:: Supplied text ::
The system of negotiation for nurses has changed since 1970. The Minister will recall that we levelled criticism at the Minister's predecessor for allowing the manager's association, who had no statutory function, to negotiate at all. I am glad that position has been rectified by the establishment of the board for local government employees, upon which are represented some, if not all of the chief executive officers of the health boards.

The question also arises of giving credit to nurses who have been nursing abroad. It is generally recognised as extending their post-graduate experience if they qualify here in Ireland and go to hospitals in England or elsewhere before returning to take up positions here. I do not see why they should be penalised at all. This point was adverted to by Senator Boland, Senator Owens and myself already. Senator Owens mentioned the report on the Status of Married Women which advocated certain things. She suggested that if the report had been published before the Health Bill, 1970, the Minister might have seen his way to being more lenient with regard to the employment of married women in the nursing profession.

There is another aspect of this that I tried to point out to the Minister for Finance when he was before us. He increased from £45 to £74 basic relief for an employed married woman whose husband is also employed. Both Senator Alton and I, having our sights set on what the Minister had emphasised many times regarding the domiciliary nursing services, wanted him to increase the income tax relief up to £120 or £150 but the Minister for Finance would not accept this. We felt that nurses, having married and wishing to come back into service, would be deterred from doing so because the figure remained at £74.
:::
(Your tasks)
**a.** Answer these questions from the passage on nurses' negotiation and employment:
(i) Who sits on the board for local government employees?
(ii) Which report did Senator Owens mention?
(iii) To what amount did the Minister for Finance raise the basic relief for an employed married woman whose husband is also employed?
**b.** According to the passage on nurses' negotiation and employment, why did the speaker and Senator Alton want the income tax relief raised to £120 or £150?
:: Data extracts ::
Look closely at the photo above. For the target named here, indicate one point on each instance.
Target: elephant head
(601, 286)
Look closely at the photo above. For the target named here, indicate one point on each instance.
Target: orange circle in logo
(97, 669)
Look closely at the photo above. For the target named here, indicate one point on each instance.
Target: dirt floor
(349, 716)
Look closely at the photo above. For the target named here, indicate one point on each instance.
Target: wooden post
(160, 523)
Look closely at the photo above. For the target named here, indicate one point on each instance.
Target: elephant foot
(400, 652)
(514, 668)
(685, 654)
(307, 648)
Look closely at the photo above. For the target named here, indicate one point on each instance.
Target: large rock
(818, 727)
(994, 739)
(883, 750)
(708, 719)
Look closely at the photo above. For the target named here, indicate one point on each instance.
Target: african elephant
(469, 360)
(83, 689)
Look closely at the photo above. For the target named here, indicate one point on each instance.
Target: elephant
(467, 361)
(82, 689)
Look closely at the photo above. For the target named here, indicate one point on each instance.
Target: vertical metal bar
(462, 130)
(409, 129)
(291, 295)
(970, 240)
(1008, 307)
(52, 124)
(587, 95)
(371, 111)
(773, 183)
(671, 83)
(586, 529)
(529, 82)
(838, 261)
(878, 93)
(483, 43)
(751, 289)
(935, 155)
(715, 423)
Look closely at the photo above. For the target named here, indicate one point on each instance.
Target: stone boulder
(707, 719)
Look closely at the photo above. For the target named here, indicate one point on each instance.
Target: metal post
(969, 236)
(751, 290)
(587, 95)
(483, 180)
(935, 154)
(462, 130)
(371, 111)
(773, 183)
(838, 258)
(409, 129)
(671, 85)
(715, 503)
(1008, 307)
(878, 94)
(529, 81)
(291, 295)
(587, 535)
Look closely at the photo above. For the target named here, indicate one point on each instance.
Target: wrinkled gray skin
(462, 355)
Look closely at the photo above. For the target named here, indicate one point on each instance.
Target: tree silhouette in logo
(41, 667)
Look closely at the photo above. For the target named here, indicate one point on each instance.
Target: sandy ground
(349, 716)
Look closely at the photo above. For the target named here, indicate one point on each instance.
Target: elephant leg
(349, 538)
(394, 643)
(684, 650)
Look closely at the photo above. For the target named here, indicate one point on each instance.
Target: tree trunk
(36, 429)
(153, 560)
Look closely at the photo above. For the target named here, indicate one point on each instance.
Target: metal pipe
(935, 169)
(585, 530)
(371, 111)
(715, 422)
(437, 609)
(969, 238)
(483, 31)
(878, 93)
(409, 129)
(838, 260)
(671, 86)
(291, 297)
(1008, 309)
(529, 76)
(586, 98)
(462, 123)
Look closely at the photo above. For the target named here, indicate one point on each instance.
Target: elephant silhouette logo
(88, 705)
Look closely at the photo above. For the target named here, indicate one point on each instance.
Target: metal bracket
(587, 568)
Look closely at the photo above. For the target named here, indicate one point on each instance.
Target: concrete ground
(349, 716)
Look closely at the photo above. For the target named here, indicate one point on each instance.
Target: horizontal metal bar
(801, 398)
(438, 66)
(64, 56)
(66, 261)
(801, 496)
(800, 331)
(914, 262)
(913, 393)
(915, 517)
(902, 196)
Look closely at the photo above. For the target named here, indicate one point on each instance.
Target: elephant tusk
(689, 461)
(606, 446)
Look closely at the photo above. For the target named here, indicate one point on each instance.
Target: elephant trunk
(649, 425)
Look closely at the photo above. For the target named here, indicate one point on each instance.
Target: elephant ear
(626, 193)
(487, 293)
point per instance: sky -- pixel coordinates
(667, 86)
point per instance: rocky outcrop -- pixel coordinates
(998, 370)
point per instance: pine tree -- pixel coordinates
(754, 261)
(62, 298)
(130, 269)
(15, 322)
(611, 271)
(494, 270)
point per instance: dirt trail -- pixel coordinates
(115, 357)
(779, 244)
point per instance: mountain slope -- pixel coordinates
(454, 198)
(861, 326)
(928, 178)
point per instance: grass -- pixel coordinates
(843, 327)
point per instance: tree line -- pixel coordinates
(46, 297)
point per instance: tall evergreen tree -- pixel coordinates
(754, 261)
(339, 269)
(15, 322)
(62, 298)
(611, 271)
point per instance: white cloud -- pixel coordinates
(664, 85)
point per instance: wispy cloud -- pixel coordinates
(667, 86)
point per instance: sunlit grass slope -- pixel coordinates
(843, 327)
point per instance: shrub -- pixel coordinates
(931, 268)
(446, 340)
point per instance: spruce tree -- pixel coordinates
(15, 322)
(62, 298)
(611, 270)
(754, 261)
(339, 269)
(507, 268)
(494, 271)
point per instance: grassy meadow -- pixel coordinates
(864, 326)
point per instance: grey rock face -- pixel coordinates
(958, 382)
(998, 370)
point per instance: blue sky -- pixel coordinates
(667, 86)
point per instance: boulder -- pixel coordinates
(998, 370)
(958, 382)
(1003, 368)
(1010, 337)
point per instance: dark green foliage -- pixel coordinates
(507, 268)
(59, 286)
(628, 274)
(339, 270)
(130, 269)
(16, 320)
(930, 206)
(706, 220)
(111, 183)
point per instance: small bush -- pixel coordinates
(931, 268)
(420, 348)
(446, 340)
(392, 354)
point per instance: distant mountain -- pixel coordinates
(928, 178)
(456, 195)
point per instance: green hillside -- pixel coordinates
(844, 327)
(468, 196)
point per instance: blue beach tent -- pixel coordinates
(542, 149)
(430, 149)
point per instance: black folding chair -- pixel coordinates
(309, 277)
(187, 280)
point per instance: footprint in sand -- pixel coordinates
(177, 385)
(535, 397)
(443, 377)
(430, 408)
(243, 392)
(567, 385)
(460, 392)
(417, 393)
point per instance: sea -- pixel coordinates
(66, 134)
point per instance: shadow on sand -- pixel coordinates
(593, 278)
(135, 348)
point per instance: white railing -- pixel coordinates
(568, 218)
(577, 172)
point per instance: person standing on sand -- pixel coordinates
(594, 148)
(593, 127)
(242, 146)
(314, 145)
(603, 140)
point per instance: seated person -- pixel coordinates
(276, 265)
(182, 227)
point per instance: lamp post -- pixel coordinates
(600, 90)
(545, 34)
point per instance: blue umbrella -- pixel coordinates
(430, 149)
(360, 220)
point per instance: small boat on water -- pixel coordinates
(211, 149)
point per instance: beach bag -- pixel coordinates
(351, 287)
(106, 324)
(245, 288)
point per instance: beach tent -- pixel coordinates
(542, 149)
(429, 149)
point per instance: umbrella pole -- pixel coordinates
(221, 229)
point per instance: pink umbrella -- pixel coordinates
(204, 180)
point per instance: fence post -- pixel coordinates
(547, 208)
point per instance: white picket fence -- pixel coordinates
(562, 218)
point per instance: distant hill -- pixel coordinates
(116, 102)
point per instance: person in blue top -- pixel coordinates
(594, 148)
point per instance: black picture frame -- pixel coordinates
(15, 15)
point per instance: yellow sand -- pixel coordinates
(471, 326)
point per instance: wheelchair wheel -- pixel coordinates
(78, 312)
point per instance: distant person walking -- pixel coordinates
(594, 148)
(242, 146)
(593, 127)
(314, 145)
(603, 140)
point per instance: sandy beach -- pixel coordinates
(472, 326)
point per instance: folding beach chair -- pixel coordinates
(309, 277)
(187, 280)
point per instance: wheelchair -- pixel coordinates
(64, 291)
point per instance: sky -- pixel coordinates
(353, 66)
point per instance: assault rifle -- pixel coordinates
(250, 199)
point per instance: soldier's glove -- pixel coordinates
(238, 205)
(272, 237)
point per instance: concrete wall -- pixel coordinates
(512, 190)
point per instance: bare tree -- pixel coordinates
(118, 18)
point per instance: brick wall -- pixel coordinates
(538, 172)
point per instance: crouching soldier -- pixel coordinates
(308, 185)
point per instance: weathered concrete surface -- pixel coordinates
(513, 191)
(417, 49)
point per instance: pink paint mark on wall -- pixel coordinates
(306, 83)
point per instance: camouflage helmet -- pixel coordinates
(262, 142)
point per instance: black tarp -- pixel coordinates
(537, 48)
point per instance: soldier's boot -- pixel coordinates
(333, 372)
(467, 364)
:::
(Answers to this exercise)
**a.**
(i) Some, if not all, of the chief executive officers of the health boards.
(ii) The report on the Status of Married Women.
(iii) £74, up from £45.

**b.** They felt that married nurses who wished to return to service would be deterred if the figure stayed at £74. They also had in mind the domiciliary nursing services, which the Minister had emphasized many times.